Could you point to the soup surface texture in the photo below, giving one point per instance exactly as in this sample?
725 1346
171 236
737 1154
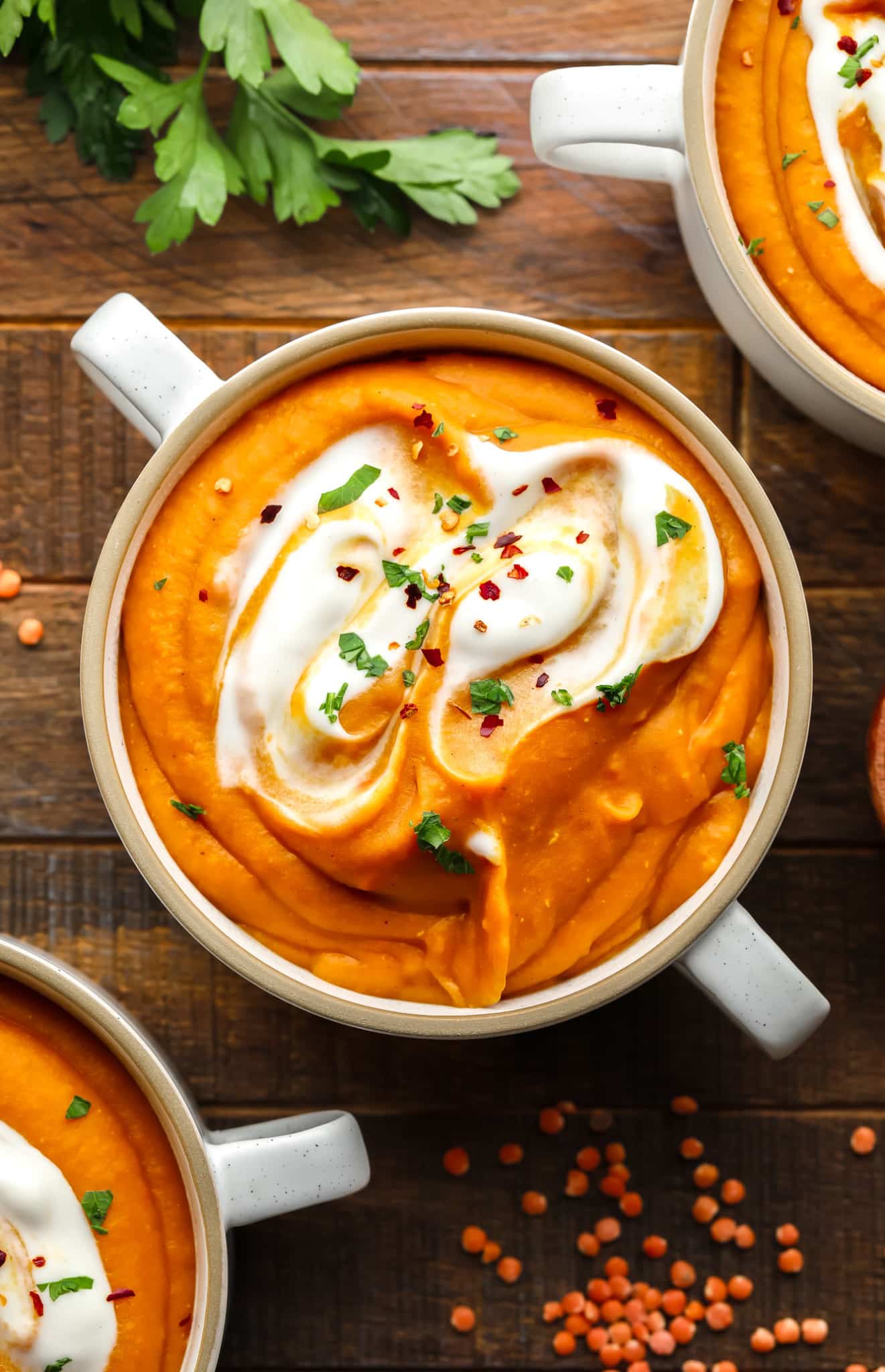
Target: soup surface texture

▸ **EXERCISE OBJECTIVE**
Reproduce every line above as written, skipping pictures.

▸ **RESPONSE**
Could you point to the soup surface texture in the photo below, giving one point per instance exactly as in this sample?
725 1346
171 236
737 1154
Target: soup surface texture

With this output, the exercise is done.